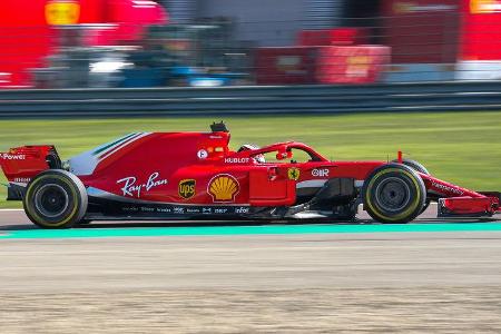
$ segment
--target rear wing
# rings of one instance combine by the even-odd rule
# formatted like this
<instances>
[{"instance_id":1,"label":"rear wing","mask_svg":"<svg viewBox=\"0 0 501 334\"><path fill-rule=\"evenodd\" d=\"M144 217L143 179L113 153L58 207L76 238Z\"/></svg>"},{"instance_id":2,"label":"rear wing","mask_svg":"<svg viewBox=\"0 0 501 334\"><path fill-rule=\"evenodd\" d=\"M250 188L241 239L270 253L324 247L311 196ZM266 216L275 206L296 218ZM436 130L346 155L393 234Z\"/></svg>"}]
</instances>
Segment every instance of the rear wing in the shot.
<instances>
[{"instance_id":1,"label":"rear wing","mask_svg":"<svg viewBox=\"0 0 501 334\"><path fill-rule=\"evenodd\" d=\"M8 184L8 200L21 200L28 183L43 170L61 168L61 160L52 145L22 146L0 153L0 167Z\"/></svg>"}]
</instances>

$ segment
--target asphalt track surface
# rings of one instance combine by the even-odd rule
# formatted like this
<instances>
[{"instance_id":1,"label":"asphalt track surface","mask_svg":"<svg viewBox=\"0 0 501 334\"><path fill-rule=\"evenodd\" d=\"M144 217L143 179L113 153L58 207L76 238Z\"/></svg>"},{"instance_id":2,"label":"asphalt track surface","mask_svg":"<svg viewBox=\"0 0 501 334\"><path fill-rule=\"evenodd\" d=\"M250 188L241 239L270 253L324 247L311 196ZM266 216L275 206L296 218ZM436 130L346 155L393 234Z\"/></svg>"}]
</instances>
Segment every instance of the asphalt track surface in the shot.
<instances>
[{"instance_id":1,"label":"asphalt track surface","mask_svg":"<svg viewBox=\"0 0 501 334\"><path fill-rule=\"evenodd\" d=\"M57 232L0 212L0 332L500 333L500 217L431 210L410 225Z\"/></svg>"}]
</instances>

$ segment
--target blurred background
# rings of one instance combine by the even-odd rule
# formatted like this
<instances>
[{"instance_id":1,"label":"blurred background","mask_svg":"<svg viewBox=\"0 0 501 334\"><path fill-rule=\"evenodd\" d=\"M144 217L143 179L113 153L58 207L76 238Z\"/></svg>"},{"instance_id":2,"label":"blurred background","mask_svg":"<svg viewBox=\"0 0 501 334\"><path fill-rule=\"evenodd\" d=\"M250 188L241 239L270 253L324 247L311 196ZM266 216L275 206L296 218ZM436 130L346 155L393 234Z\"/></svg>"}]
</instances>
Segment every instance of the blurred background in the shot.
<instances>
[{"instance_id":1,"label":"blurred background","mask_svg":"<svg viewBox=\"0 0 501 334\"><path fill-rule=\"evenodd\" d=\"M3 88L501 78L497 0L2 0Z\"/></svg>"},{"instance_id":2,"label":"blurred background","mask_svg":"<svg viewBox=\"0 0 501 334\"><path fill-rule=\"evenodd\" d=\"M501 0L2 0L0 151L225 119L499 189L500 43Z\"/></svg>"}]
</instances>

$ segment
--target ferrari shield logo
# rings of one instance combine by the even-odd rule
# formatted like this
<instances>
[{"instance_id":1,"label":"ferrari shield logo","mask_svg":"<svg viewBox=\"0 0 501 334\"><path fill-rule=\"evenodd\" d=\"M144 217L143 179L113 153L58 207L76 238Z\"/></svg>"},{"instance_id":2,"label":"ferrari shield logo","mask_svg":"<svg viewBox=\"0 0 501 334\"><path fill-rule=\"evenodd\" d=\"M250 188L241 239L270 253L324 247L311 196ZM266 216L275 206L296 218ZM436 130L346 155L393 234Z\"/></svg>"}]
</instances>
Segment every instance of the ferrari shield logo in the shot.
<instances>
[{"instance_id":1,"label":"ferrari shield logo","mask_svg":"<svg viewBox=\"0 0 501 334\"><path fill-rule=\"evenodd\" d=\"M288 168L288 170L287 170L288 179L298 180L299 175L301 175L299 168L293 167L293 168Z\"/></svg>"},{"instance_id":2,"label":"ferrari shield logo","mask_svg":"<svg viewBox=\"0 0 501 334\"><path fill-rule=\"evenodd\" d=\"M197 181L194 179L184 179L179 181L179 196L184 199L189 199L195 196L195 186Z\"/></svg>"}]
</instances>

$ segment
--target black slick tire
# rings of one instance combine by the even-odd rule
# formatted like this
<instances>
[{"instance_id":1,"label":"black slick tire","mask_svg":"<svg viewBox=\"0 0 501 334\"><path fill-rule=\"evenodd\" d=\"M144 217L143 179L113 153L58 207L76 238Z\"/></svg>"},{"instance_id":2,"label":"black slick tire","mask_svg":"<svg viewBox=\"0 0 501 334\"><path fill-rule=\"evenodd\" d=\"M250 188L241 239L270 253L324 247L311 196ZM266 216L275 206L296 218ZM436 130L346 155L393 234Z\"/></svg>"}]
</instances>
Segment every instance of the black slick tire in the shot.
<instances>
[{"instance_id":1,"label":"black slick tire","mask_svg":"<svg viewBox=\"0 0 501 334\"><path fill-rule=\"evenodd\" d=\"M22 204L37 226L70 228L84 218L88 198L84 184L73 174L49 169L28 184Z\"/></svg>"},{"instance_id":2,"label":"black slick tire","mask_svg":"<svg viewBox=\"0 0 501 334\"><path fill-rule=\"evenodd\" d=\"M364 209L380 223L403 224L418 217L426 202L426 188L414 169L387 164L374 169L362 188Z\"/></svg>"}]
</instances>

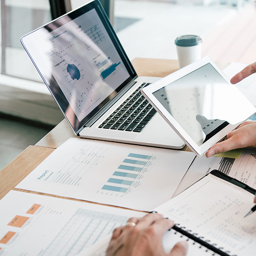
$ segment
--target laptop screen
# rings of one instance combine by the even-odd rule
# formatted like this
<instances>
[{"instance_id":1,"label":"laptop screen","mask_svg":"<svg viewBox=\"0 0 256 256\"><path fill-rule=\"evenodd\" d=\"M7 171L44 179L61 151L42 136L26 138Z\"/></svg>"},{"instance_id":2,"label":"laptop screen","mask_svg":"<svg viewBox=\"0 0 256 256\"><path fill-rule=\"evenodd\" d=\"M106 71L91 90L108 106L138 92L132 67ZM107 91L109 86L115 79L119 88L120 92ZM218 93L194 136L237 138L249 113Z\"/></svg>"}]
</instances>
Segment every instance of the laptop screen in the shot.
+ + + + + + +
Copy the data word for word. Pictures do not go in the copy.

ANSWER FOR THIS EXERCISE:
$ segment
--target rear wing
# rings of one instance combine by the even-odd rule
# formatted like this
<instances>
[{"instance_id":1,"label":"rear wing","mask_svg":"<svg viewBox=\"0 0 501 334\"><path fill-rule=\"evenodd\" d=\"M144 217L143 179L113 153L58 207L76 238Z\"/></svg>"},{"instance_id":2,"label":"rear wing","mask_svg":"<svg viewBox=\"0 0 501 334\"><path fill-rule=\"evenodd\" d=\"M250 188L241 239L270 253L324 247L311 196ZM266 216L275 206L296 218ZM436 130L346 155L393 234Z\"/></svg>"}]
</instances>
Segment every instance of the rear wing in the shot.
<instances>
[{"instance_id":1,"label":"rear wing","mask_svg":"<svg viewBox=\"0 0 501 334\"><path fill-rule=\"evenodd\" d=\"M8 184L8 200L21 200L28 183L43 170L61 168L61 160L52 145L22 146L0 153L0 167Z\"/></svg>"}]
</instances>

$ segment
--target asphalt track surface
# rings of one instance combine by the even-odd rule
# formatted like this
<instances>
[{"instance_id":1,"label":"asphalt track surface","mask_svg":"<svg viewBox=\"0 0 501 334\"><path fill-rule=\"evenodd\" d=\"M144 217L143 179L113 153L58 207L76 238Z\"/></svg>"},{"instance_id":2,"label":"asphalt track surface","mask_svg":"<svg viewBox=\"0 0 501 334\"><path fill-rule=\"evenodd\" d=\"M250 188L241 239L270 253L324 247L311 196ZM266 216L275 206L296 218ZM436 130L346 155L393 234Z\"/></svg>"}]
</instances>
Segment every instance of the asphalt track surface in the shot.
<instances>
[{"instance_id":1,"label":"asphalt track surface","mask_svg":"<svg viewBox=\"0 0 501 334\"><path fill-rule=\"evenodd\" d=\"M57 232L0 212L0 332L500 333L500 217L431 210L410 225Z\"/></svg>"}]
</instances>

$ segment
--target blurred background
# rings of one instance combine by the even-odd rule
# formatted like this
<instances>
[{"instance_id":1,"label":"blurred background","mask_svg":"<svg viewBox=\"0 0 501 334\"><path fill-rule=\"evenodd\" d=\"M144 217L143 179L113 153L58 207L76 238Z\"/></svg>"},{"instance_id":2,"label":"blurred background","mask_svg":"<svg viewBox=\"0 0 501 334\"><path fill-rule=\"evenodd\" d=\"M250 188L241 239L270 253L324 247L311 196ZM266 216L275 206L296 218ZM436 130L346 155L393 234Z\"/></svg>"}]
</instances>
Segment every instance of the blurred background in the shot.
<instances>
[{"instance_id":1,"label":"blurred background","mask_svg":"<svg viewBox=\"0 0 501 334\"><path fill-rule=\"evenodd\" d=\"M3 88L501 78L497 0L2 0Z\"/></svg>"},{"instance_id":2,"label":"blurred background","mask_svg":"<svg viewBox=\"0 0 501 334\"><path fill-rule=\"evenodd\" d=\"M501 0L2 0L0 151L225 119L499 189L500 43Z\"/></svg>"}]
</instances>

$ segment
--target ferrari shield logo
# rings of one instance combine by the even-odd rule
# formatted like this
<instances>
[{"instance_id":1,"label":"ferrari shield logo","mask_svg":"<svg viewBox=\"0 0 501 334\"><path fill-rule=\"evenodd\" d=\"M144 217L143 179L113 153L58 207L76 238Z\"/></svg>"},{"instance_id":2,"label":"ferrari shield logo","mask_svg":"<svg viewBox=\"0 0 501 334\"><path fill-rule=\"evenodd\" d=\"M250 188L241 239L270 253L324 247L311 196ZM266 216L275 206L296 218ZM436 130L346 155L393 234Z\"/></svg>"}]
</instances>
Segment every instance of the ferrari shield logo in the shot.
<instances>
[{"instance_id":1,"label":"ferrari shield logo","mask_svg":"<svg viewBox=\"0 0 501 334\"><path fill-rule=\"evenodd\" d=\"M288 168L288 170L287 170L288 179L298 180L299 175L301 175L299 168L293 167L293 168Z\"/></svg>"},{"instance_id":2,"label":"ferrari shield logo","mask_svg":"<svg viewBox=\"0 0 501 334\"><path fill-rule=\"evenodd\" d=\"M197 181L194 179L184 179L179 181L179 196L184 199L189 199L195 196L195 186Z\"/></svg>"}]
</instances>

$ segment
--target black slick tire
# rings of one instance combine by the even-odd rule
# formatted like this
<instances>
[{"instance_id":1,"label":"black slick tire","mask_svg":"<svg viewBox=\"0 0 501 334\"><path fill-rule=\"evenodd\" d=\"M144 217L143 179L113 153L58 207L76 238Z\"/></svg>"},{"instance_id":2,"label":"black slick tire","mask_svg":"<svg viewBox=\"0 0 501 334\"><path fill-rule=\"evenodd\" d=\"M250 188L241 239L270 253L324 247L311 196ZM266 216L275 206L296 218ZM436 130L346 155L393 234Z\"/></svg>"}]
</instances>
Segment every instance of the black slick tire in the shot.
<instances>
[{"instance_id":1,"label":"black slick tire","mask_svg":"<svg viewBox=\"0 0 501 334\"><path fill-rule=\"evenodd\" d=\"M22 204L37 226L70 228L84 218L88 198L84 184L73 174L49 169L28 184Z\"/></svg>"},{"instance_id":2,"label":"black slick tire","mask_svg":"<svg viewBox=\"0 0 501 334\"><path fill-rule=\"evenodd\" d=\"M364 209L380 223L403 224L418 217L426 202L426 188L414 169L387 164L374 169L362 188Z\"/></svg>"}]
</instances>

$ segment
--target laptop screen
# rings of one instance combine by the even-odd rule
# formatted like this
<instances>
[{"instance_id":1,"label":"laptop screen","mask_svg":"<svg viewBox=\"0 0 256 256\"><path fill-rule=\"evenodd\" d=\"M7 171L44 179L61 151L42 136L26 138Z\"/></svg>"},{"instance_id":2,"label":"laptop screen","mask_svg":"<svg viewBox=\"0 0 256 256\"><path fill-rule=\"evenodd\" d=\"M106 71L91 90L108 106L138 92L132 67ZM107 91L109 86L115 79L119 88L120 92ZM218 93L194 136L237 138L249 113Z\"/></svg>"}]
</instances>
Segment every instance of the laptop screen in the shot.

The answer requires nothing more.